## Problem details:
How many of the lines below contain the word "porch"? Reply with the number alone.

(Dataset entries)
********

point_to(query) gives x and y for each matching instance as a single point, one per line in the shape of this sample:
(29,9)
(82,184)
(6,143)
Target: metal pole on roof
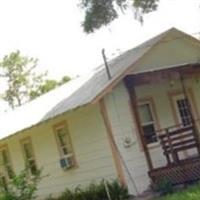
(106,64)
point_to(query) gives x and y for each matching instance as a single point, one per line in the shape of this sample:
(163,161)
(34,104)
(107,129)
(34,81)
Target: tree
(99,13)
(47,86)
(18,71)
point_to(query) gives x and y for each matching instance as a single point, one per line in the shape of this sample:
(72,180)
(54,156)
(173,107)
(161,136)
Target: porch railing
(174,140)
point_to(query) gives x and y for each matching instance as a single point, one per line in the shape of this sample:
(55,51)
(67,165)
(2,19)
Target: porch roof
(80,91)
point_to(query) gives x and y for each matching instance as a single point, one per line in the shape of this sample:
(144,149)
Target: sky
(51,31)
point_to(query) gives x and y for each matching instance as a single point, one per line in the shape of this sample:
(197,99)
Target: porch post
(129,83)
(190,110)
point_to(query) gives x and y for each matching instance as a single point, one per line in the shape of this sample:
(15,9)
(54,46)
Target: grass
(191,193)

********

## Result for this task:
3